Job = Return each line of the material below that contains the word "beach". Case counts, so match it letter for letter.
[BEGIN Supplied information]
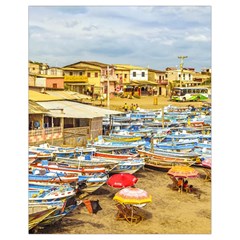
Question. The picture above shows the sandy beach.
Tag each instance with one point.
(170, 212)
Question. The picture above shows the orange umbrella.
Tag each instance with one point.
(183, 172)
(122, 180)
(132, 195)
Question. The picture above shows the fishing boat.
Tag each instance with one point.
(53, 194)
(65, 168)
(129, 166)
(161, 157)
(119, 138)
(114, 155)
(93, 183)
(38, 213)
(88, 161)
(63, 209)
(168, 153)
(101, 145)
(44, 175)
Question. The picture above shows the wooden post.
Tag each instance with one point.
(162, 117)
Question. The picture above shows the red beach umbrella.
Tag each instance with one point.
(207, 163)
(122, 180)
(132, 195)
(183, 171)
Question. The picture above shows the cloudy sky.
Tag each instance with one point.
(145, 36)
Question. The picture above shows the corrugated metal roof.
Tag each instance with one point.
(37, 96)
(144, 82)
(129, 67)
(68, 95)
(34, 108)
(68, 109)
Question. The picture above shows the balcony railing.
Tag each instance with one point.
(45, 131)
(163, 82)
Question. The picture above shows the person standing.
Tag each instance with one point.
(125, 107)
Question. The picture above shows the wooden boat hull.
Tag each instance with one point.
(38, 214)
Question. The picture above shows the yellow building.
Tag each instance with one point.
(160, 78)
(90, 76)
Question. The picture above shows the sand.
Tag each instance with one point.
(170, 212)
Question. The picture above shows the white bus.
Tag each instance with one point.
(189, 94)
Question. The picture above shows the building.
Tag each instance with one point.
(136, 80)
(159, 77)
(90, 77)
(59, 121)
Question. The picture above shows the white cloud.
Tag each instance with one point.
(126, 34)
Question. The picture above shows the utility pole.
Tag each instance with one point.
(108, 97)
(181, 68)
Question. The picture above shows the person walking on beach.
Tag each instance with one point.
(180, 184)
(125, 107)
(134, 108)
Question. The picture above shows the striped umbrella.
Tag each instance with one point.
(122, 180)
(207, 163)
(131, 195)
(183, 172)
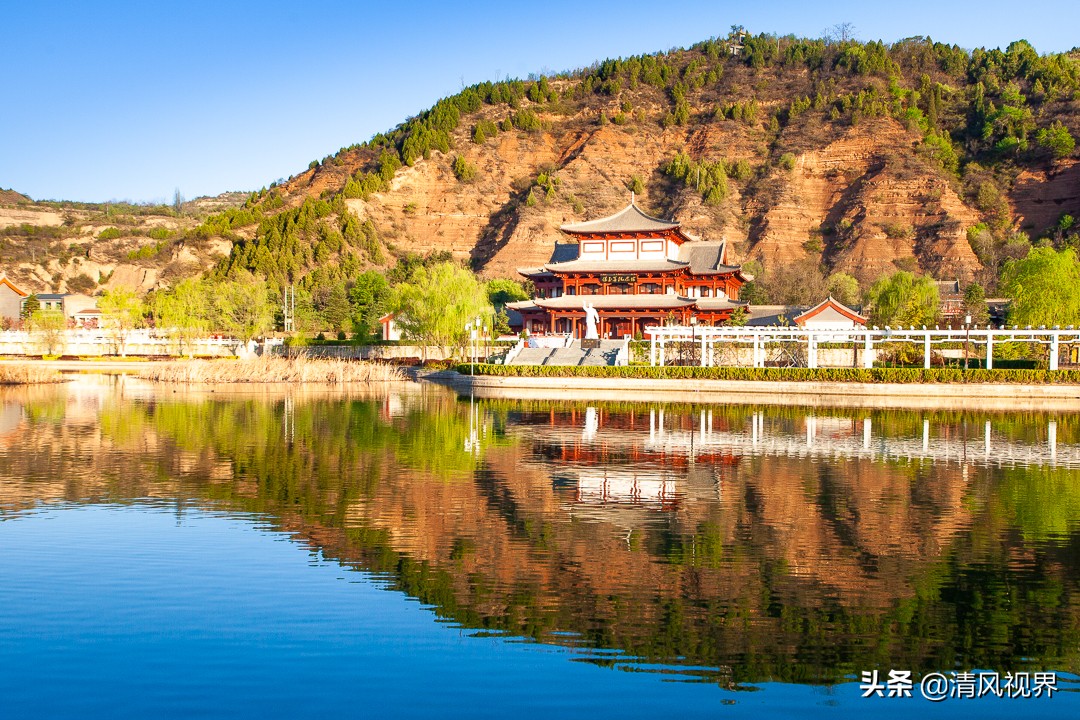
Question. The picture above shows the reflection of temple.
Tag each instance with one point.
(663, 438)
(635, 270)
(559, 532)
[END Supplied information]
[BEGIN Supplied information]
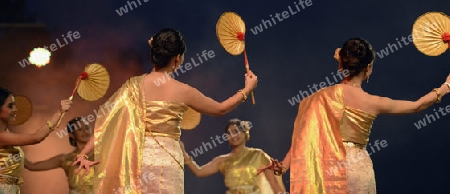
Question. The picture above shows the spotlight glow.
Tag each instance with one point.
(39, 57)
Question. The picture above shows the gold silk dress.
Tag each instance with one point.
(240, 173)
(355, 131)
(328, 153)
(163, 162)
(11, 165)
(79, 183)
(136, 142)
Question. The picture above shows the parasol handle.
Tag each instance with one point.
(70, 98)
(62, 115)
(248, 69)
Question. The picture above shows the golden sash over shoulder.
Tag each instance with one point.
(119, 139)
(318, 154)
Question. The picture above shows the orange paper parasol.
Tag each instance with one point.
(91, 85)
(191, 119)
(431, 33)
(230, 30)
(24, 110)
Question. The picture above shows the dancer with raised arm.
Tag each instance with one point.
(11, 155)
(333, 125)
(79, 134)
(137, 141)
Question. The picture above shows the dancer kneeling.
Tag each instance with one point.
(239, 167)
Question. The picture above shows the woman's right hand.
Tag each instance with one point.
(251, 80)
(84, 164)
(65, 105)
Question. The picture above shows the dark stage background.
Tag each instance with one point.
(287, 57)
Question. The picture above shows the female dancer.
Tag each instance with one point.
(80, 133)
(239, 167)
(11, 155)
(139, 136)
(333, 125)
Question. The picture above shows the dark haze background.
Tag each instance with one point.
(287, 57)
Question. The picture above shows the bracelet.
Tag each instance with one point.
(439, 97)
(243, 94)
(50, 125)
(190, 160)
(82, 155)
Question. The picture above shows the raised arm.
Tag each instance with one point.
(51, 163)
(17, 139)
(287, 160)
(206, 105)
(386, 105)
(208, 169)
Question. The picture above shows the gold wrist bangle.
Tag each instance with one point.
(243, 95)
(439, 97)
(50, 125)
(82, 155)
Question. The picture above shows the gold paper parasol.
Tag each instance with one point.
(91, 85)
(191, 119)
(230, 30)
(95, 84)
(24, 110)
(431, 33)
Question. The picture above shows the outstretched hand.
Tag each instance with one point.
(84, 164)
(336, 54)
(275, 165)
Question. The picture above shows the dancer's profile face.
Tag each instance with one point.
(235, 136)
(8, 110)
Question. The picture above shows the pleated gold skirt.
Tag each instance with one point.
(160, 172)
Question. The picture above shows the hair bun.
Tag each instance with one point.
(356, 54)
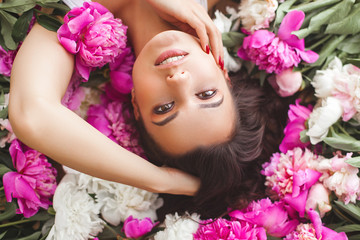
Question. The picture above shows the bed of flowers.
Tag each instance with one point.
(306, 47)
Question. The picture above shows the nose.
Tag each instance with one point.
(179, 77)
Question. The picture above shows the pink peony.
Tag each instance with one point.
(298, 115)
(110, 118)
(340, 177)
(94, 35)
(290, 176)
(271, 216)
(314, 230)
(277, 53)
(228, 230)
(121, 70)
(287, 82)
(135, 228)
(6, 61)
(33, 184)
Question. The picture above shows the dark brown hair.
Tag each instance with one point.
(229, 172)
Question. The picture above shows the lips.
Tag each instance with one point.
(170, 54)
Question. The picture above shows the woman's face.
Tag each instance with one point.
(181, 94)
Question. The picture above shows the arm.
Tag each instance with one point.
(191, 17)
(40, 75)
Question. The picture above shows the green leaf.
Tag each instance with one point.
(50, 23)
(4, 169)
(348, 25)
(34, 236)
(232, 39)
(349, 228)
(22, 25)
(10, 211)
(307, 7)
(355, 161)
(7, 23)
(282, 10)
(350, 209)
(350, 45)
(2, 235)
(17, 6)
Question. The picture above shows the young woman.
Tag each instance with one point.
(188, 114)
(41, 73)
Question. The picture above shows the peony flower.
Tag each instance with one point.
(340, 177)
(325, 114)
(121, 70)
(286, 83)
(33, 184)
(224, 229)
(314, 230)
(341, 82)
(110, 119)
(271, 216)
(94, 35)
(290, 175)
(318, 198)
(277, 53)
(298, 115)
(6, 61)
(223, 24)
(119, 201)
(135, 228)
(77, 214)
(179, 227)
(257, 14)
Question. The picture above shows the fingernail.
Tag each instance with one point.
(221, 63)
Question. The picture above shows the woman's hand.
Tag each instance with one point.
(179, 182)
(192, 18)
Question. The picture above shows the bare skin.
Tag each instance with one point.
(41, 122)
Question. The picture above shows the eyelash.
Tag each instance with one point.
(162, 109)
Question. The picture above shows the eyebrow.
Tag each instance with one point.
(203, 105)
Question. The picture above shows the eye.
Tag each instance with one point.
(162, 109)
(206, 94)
[END Supplied information]
Response below =
Question. The picture above shows the sandy beach.
Question. The picture above shows the red beach umbrella.
Question. The picture above shows the person walking on beach.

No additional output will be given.